→ Excerpt
Martin Probst's weblog

Learned ruby today

Tuesday, May 30, 2006, 21:41 — 0 comments Edit

Well, not quite, but at least I wrote my first ruby script, something using the IMAP API and walking the tree in my mail account. I also debugged a tool called RExchange, something that retrieves calendar items from Exchange servers. I’ve not been succesful at that, still.

This language is ridiculously easy and straight forward. I’m not sure if one should be allowed to call this programming ;-)

Tomorrow: Ruby on Rails.

Mail and server woes

Tuesday, May 30, 2006, 16:14 — 0 comments Edit

Quite some time ago I lost my login password to my hosters configuration area. It didn’t really bother me as I didn’t have anything to set up, but yesterday I actually called them and received a new password (positive: they will only ever give you a password if they call you back on the previously set up telephone number).

Strange business practice

After that, I noticed they have a new offer which is significantly, so I upgraded my “Hosteurope WebPack L (r1)” to a “Hosteurope WebPack L (r2)”. What I failed to note whas the warning text telling me that I would loose all my data. So when I called support today asking why my email and webpage didn’t work, I was quite surprised. Hosteurope is a good hoster, I’ve never had any problems with them. But this is pretty annoying - I can’t think of a technical reason not to just copy the data over (if they even have to migrate to a different server), in case someone changes the contract.

So my guess is that they only do this to keep customers from upgrading to cheaper contracts. Which I really don’t like, and also the way they do this is quite dangerous: there is a single dialogue comparing prices in the two systems and then a button that says “upgrade” below that. As far as I can remember, there was no 40pt red letter warning confirmation or anything, the warning must have been in the small text above that. Which is totally ridiculous, an operation that can cost you your whole email archive not guarded by anything but some small text? And that only for the small commercial benefit of increasing the opportunity cost for upgrading?

Luckily I noticed soon enough so they still had the original email server running, so I could just copy my mail using IMAP. I would also have had a local backup of my ~/Library/Mail dir, but still.

Spam

I had quite some trouble creating a backup of the MySQL database on the server, surprisingly phpMyAdmin refused to “send” a backup. After some time I found out that an old webpage I keep around had a public comment function which was largely abused by spammers. The corresponding SQL tables had grown to 75 MB. I wonder how beginners create webpages nowadays, you have to get an expert in anti-spam technology before you can put something online “

If you’ve tried emailing me yesterday or today and didn’t receive a response, try contacting me again, some stuff might have been lost.

XQuery as a web scripting language

Tuesday, May 16, 2006, 08:17 — 1 comment Edit

In my last post, I threw some XQuery together to provide a browsable outline of an XML document in a browser. I used XQuery as a web language by embedding it into JSP pages and using our X-Hive/DB tag library. This somewhat sucks, because I don’t like JSP generally and our tag library is somewhat under maintained. It would probably be quite easy to get it up to speed again as it’s not really much code, and of course customers can modify it as we deliver the source code to them.

→ Data section
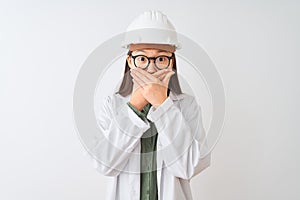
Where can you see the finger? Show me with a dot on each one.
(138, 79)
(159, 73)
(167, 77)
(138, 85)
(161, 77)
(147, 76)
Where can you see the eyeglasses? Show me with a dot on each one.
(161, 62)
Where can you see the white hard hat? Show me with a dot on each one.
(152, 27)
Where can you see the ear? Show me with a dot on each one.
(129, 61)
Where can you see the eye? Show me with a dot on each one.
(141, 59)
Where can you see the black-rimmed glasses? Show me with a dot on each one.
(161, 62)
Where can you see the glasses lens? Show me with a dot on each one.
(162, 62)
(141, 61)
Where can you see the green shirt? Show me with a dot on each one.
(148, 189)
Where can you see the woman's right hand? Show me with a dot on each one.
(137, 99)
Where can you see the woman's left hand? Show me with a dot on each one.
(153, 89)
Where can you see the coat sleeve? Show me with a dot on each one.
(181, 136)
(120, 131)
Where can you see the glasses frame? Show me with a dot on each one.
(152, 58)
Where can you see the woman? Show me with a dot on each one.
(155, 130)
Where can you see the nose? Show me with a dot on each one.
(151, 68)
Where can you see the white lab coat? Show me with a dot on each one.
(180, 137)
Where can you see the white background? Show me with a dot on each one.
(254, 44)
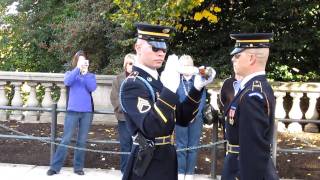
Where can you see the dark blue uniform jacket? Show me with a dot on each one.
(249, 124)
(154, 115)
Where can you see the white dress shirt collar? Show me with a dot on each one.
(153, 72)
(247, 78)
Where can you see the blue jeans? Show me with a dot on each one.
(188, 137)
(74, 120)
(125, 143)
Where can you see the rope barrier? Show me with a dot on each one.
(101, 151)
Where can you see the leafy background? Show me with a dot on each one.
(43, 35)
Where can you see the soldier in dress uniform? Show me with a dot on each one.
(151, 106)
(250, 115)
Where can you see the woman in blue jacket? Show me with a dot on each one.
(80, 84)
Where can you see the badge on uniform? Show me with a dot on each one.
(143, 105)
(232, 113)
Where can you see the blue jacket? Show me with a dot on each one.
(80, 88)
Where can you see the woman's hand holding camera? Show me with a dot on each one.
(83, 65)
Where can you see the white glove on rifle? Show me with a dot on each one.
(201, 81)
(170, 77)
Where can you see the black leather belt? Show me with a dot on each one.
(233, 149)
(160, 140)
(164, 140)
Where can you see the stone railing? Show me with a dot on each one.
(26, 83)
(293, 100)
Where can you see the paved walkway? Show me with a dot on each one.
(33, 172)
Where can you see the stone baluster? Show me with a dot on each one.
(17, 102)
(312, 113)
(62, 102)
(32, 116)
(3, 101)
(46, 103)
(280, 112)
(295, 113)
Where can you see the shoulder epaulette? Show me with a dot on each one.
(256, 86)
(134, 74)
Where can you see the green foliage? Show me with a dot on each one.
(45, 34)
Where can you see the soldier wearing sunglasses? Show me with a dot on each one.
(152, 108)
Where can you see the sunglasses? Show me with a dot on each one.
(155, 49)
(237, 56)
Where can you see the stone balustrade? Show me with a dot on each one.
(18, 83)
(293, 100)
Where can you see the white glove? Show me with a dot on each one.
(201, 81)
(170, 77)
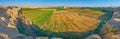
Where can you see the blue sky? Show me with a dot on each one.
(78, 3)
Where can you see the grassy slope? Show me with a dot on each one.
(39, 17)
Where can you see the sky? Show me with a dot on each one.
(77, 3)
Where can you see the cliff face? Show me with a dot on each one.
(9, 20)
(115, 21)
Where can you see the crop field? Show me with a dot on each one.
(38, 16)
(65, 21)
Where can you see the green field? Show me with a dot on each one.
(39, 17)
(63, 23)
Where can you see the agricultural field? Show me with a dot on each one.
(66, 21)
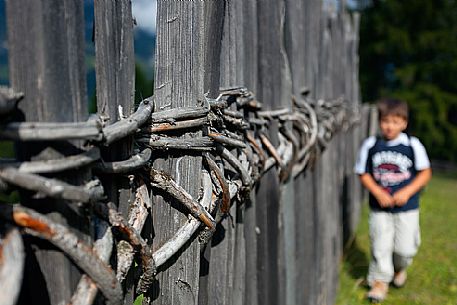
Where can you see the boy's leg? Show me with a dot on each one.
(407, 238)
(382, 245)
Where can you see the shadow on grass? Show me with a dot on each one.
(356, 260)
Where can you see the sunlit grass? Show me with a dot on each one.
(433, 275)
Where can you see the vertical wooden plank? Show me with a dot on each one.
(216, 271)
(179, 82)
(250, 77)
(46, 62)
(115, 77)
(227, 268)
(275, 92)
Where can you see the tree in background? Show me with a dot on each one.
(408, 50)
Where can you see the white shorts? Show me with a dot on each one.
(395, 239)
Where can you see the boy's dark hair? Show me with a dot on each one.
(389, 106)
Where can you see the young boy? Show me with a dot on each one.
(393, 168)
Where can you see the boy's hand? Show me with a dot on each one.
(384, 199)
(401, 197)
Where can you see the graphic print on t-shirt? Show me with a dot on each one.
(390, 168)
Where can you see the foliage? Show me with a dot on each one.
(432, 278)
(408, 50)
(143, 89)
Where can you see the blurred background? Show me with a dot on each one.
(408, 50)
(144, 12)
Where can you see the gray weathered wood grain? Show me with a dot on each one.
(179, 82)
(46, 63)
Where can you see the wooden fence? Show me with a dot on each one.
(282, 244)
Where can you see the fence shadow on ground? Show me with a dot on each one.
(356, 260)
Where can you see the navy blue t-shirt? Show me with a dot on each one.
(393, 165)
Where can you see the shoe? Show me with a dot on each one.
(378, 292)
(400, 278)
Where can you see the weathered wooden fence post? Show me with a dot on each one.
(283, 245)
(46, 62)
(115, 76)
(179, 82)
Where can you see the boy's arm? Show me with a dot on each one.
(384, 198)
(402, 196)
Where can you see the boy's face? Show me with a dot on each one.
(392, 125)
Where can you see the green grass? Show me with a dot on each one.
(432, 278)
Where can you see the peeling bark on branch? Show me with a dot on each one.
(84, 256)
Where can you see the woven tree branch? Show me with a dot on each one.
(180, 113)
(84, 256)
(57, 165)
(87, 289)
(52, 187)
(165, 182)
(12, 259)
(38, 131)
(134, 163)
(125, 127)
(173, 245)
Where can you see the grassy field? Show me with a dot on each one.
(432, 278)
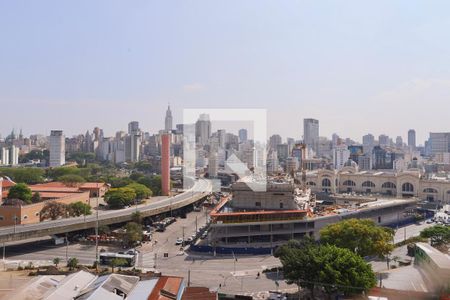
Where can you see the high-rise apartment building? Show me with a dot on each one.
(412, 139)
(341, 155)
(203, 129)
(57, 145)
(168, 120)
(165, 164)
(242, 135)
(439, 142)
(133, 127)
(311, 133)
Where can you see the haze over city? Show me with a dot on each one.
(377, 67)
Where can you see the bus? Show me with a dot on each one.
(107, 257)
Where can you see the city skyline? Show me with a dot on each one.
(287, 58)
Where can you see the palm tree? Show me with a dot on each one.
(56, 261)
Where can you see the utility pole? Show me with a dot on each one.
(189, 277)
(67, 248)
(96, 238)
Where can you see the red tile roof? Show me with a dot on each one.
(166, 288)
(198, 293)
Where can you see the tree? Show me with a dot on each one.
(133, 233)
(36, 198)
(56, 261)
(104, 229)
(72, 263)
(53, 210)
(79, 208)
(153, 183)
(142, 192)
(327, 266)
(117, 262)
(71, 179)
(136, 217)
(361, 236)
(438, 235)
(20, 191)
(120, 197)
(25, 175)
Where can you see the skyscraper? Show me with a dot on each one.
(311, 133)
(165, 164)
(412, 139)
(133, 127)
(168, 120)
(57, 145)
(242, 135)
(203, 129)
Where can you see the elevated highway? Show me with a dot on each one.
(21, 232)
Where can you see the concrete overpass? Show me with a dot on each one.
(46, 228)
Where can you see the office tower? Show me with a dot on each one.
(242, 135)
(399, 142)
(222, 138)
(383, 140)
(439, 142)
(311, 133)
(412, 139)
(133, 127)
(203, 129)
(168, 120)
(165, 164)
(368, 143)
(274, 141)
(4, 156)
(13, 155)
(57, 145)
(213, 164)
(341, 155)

→ Objective 1
Say whether each statement agrees with the weblog posts. Answer yes or no, and quote the words of the weblog posts that decide it.
(a) The writer's first Ruby script used the IMAP API.
(b) The writer managed to fix the tool called RExchange.
(c) The SQL tables behind the old webpage's comment function had grown to 75 MB.
→ Objective 2
From the weblog posts, set down word for word the part that opens with the words containing "Learned ruby today" and closes with "at that, still.".
→ Objective 3
Carry the weblog posts further, picking up right after the last sentence of the post on XQuery as a web scripting language.

→ Final result 1
(a) Yes: "I wrote my first ruby script, something using the IMAP API and walking the tree in my mail account"
(b) No: "I’ve not been succesful at that, still."
(c) Yes: "The corresponding SQL tables had grown to 75 MB."

→ Final result 2
Learned ruby today

Tuesday, May 30, 2006, 21:41 — 0 comments Edit

Well, not quite, but at least I wrote my first ruby script, something using the IMAP API and walking the tree in my mail account. I also debugged a tool called RExchange, something that retrieves calendar items from Exchange servers. I’ve not been succesful at that, still.

→ Final result 3
I’d really like to use XQuery exclusively. On first thought, it’s a perfect fit for a web language, being functional and such, but on after thought you run into quite some problems. Just returning the query result as a web page is nice, but that doesn’t get you very far. To provide a useful web interface you need to set arbitrary HTTP headers (most importantly response codes).

MarkLogic uses custom functions to do that, e.g.

xdmp:set-response-content-type(“text/html”),
<html>
  …
</html>
eXist goes with the same approach, I can’t find something about headers though.

We used to do that with our debugging capabilities, e.g.

xhive:queryplan-debug(‘stdout’), …
But the problem with that method is that it’s highly un-functional. It doesn’t fit the language to have side-effect functions that always return the empty sequence. And it’s not only ugly, it might get you into real trouble, e.g.
  let $doc := doc($uri)
  return
   if ($doc/type = “text”) then
     xdmp:set-response-content-type(“text/html”)
   else
     xdmp:set-response-content-type(“application/pdf”)
This is a bit contrived and you could work around it in this case (construct the content type first, then call the method), but in the general case the query processor is allowed to evaluate both function calls, and in any random order it finds suitable. So you might end up first setting the content type to html, then to pdf, and then delivering an HTML document. We now use a syntax like “declare option xhive:queryplan-debug …;” in the query header, but that of course doesn’t work for HTTP headers. (I’m not writing this to bash on MarkLogic, I can understand their decision to do it like this very well, and it’s simply an ugly problem - I just took them as an example as their documentation is readily available).

The only XQuery-ish solution would probably be to provide a custom document format to encapsulate those web specific results. Have a document type called HTTP response (and one called HTTP request) and have the query return this document, e.g.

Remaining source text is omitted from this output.